There are two most annoying things that happen during a writer’s day …
- As the family leave the house during the school/working week, they shout just as they are going out of the door. ‘Don’t work too hard.’
- When the family return home after their working day, the first thing they ask is ‘What have you been doing all day?’
There’s another very annoying question that writers are frequently asked by family members who creep up on them whilst they’re ‘working’ in that hallowed and solitary place we call our Writing Space. Unannounced, without knocking, catching you with chin resting on your hands, staring at the screen and say I thought you were supposed to be writing? I would just like to say that when caught hands off keyboard it means we are searching for words to extract; we are editing; we are reading through our work to see how it can be improved. And, in my case, searching for alternative forms of expression to replace the clichés.

Required task: Decide whether each statement below agrees with the text passage about a writer's annoyances, answering yes or no and quoting the deciding words: 1. When the family come home after their working day, their first question is what the writer has been doing all day. 2. Family members knock before entering the Writing Space. 3. A writer caught with hands off the keyboard is doing nothing.

(Extracted data entries)
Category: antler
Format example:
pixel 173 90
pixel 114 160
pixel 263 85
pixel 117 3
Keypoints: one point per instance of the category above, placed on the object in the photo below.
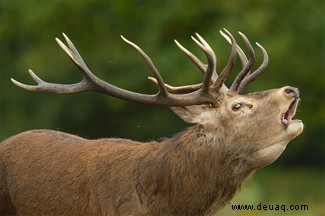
pixel 206 92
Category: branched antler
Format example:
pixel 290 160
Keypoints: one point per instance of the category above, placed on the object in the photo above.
pixel 206 92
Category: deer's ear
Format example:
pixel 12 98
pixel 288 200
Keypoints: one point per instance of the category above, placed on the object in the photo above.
pixel 196 114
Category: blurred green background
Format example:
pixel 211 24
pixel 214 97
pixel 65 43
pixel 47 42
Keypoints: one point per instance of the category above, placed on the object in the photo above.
pixel 292 31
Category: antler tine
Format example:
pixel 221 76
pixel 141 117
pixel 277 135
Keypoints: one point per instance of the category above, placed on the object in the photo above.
pixel 202 67
pixel 228 68
pixel 240 52
pixel 242 74
pixel 160 81
pixel 205 92
pixel 211 69
pixel 179 89
pixel 257 72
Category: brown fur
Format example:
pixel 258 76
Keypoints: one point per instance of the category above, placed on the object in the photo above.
pixel 196 172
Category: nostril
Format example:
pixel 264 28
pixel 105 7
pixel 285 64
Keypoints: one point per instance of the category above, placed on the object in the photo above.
pixel 292 92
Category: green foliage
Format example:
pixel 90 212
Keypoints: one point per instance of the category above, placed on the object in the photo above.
pixel 291 31
pixel 273 187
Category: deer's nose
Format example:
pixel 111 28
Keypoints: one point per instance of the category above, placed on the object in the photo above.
pixel 291 92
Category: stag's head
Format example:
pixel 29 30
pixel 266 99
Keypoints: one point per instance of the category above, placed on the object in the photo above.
pixel 255 126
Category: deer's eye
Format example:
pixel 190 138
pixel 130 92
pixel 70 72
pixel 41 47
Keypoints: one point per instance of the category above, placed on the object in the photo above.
pixel 236 106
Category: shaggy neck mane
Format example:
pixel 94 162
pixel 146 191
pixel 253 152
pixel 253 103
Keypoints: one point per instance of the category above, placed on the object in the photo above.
pixel 190 165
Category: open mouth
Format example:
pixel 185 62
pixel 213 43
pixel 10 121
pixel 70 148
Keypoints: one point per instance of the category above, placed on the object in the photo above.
pixel 289 114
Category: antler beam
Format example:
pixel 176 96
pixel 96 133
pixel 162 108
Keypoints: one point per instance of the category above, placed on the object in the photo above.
pixel 206 92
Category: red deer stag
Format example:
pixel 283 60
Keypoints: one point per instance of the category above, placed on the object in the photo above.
pixel 196 172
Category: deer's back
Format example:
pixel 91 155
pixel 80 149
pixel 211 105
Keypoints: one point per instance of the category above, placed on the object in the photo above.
pixel 43 170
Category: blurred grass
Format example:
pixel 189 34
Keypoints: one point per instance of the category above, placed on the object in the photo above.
pixel 303 186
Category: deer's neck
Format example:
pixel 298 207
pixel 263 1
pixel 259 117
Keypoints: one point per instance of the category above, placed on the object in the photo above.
pixel 197 169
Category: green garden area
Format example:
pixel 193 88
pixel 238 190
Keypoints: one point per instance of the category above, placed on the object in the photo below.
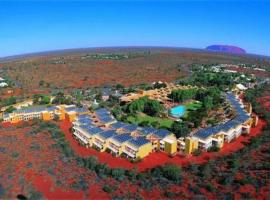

Expected output:
1. Yes: "the first thing they ask is ‘What have you been doing all day?’"
2. No: "Unannounced, without knocking"
3. No: "when caught hands off keyboard it means we are searching for words to extract"